> [Article]:
What concerns me with the current over hyped hysteria re. climate change is that when we try but fail to reduce co2 emissions within 10 years and the climate continues to skip merrily along, people will reject the whole premise of co2 reduction.

 

I have to say I have some sympathy for this perspective. One of the biggest concerns I have right now is that a small number of extremely rich technocrats, like Bill Gates, are going to take it upon themselves to intervene using geo-enginering when they actually understand very little, and cannot in any way predict, its effects on a global scale. The fact that some people are taking this approach seriously is just bonkers. I mean, would you really trust the global climate to the guy responsible for Windows?

 

For me another problem is that very few understand the extend to which things have to change to reach the current goals and to do that while maintaining the holy grail of exponential GDP growth is a sign that the current crop of policy makers have their heads stuck somewhere rather dark.

 

From another perspective entirely, there are number of environmental scientists who are not bought into the hysteria but have a more moderate view based on the planet's complex self-organising behaviour. I've only seen a small handful of those published and maybe right now they're pressured into remaining largely silent.

> [Supplied information]:
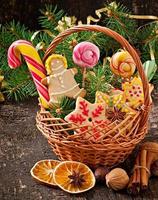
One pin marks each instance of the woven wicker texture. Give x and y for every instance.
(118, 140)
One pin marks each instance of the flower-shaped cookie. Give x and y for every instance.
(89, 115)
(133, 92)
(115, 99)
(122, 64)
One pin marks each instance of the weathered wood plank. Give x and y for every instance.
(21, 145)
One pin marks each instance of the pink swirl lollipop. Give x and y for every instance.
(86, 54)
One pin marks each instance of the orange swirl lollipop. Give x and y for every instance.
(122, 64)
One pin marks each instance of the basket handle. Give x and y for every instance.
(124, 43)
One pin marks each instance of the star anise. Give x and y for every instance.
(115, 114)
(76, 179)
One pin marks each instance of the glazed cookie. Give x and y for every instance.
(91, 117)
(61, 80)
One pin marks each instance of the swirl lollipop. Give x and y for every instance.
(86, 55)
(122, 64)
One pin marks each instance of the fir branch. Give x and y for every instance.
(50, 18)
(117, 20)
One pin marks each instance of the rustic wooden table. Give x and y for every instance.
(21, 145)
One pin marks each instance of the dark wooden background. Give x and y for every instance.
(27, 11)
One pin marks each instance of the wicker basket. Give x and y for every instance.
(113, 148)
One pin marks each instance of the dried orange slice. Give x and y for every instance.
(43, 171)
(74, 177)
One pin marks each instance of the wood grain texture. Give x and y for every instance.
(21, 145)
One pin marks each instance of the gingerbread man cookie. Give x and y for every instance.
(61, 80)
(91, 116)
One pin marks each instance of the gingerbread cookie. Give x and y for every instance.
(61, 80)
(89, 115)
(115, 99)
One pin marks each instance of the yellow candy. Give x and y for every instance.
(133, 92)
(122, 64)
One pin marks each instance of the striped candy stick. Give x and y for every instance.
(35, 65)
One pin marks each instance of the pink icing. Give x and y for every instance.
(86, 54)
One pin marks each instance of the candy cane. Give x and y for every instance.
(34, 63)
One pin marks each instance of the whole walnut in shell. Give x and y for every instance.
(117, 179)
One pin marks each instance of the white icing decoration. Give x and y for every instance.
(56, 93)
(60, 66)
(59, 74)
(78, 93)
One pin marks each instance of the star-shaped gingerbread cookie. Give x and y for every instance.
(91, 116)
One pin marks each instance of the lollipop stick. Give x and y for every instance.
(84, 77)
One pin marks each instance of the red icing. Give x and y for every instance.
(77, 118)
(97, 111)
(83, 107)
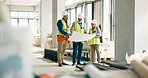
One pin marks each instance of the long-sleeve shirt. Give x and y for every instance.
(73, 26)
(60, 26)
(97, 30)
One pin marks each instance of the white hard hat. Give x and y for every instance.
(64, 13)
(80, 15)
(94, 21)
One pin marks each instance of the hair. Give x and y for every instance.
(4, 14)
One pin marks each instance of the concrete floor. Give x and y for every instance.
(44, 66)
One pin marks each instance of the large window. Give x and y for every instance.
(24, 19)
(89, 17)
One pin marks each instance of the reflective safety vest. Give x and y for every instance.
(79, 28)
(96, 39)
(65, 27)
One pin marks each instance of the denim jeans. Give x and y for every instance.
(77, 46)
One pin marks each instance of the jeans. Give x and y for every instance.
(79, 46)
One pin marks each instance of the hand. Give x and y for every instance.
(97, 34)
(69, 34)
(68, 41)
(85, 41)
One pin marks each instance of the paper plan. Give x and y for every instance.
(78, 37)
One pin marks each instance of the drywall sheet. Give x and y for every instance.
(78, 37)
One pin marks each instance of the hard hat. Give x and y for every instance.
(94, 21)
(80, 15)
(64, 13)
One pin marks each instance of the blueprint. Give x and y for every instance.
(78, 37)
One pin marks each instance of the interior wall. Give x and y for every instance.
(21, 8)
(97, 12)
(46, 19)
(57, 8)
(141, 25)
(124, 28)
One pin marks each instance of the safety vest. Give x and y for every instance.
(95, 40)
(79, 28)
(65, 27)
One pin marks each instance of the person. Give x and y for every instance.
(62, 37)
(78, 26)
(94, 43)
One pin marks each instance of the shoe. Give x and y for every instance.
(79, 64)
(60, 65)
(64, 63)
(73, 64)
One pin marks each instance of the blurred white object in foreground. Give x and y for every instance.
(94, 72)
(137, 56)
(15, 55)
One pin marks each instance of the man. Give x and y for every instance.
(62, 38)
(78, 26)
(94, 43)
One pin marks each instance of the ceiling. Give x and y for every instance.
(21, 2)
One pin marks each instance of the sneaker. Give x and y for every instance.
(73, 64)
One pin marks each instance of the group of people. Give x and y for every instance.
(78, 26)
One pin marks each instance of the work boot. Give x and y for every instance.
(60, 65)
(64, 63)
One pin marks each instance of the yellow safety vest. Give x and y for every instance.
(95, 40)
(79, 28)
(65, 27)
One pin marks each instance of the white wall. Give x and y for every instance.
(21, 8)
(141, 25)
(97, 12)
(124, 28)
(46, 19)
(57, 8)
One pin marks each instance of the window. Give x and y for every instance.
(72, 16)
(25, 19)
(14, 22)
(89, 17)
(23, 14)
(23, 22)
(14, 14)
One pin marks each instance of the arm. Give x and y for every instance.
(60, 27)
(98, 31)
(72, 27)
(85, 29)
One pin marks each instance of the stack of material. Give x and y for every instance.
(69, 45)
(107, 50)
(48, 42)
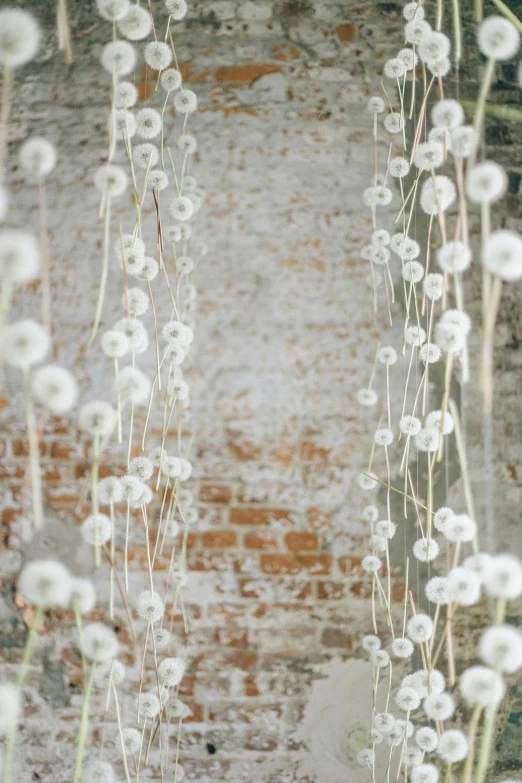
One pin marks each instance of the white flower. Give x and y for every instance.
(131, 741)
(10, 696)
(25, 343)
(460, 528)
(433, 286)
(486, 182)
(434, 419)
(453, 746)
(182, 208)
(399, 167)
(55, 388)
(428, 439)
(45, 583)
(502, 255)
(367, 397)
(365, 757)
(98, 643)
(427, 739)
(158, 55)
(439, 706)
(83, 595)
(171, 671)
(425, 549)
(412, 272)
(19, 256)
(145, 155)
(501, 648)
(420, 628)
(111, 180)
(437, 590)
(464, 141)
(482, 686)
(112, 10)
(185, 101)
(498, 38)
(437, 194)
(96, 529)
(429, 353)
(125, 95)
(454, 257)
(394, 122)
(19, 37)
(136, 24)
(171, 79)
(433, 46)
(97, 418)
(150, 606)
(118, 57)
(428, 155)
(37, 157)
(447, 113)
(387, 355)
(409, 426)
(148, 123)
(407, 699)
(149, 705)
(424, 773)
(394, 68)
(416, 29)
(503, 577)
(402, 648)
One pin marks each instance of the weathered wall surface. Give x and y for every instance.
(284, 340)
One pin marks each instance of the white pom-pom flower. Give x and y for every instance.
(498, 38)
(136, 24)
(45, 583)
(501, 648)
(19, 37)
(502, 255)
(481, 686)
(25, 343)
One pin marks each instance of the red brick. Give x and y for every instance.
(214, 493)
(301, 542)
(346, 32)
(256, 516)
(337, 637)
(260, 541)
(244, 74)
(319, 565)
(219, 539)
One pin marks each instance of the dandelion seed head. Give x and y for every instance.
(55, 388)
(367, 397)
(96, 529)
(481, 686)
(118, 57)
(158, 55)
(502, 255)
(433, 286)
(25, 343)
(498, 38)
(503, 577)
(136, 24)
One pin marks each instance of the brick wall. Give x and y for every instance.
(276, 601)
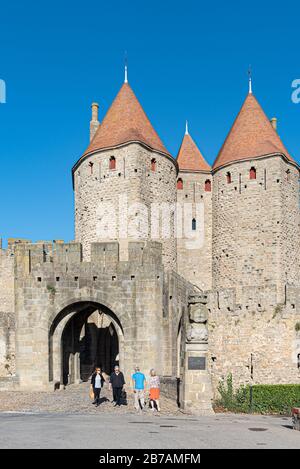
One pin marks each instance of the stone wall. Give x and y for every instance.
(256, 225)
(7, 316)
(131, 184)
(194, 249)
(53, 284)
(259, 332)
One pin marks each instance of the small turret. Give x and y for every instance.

==

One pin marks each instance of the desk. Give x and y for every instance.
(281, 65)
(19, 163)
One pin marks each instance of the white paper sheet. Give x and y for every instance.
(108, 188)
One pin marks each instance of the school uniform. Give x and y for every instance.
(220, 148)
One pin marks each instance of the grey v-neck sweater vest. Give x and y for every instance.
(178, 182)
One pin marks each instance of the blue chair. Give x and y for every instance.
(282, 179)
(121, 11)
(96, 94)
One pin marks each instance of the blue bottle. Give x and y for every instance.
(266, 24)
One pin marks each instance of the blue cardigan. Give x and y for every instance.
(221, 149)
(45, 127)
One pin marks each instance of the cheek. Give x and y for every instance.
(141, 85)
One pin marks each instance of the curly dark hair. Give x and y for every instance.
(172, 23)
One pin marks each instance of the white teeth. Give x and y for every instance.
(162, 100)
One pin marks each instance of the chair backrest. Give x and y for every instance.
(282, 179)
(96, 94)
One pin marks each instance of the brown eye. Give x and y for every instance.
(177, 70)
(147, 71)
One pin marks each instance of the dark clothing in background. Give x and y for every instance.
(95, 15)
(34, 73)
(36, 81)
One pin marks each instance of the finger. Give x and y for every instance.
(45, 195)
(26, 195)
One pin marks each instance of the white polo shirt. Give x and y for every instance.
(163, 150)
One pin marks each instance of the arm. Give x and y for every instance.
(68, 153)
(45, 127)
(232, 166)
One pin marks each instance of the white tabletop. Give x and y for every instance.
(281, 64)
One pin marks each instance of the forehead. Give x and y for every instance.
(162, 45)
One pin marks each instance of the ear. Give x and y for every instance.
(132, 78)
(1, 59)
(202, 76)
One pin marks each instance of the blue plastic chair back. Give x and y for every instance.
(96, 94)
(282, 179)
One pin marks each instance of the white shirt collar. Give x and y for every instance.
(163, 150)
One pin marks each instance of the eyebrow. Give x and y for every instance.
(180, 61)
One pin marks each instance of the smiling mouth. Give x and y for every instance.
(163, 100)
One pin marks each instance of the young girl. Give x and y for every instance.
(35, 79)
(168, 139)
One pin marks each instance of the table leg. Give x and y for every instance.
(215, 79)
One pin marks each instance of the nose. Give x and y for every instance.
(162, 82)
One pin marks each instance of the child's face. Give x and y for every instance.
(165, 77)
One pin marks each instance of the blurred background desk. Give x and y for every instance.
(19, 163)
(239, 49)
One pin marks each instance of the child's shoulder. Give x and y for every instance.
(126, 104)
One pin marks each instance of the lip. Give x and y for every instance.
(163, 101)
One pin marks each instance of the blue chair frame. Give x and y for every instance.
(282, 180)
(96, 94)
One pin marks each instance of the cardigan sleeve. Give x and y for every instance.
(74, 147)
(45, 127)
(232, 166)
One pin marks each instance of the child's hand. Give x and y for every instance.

---

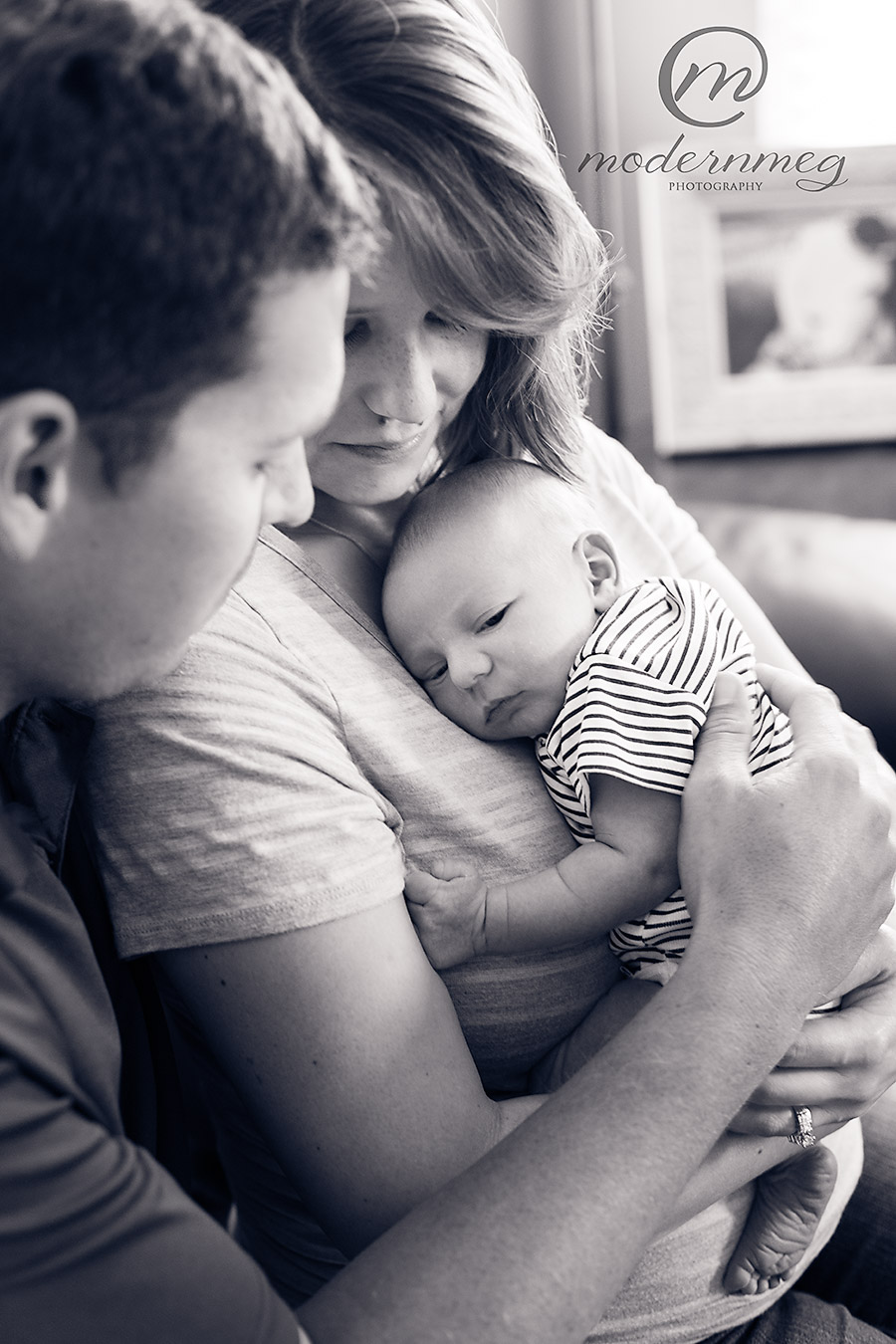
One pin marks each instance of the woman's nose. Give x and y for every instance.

> [Set exercise]:
In the climate change post, who is named as an example of the extremely rich technocrats who might intervene using geo-engineering? The records have nothing to do with the climate change post.

> [Expected output]:
Bill Gates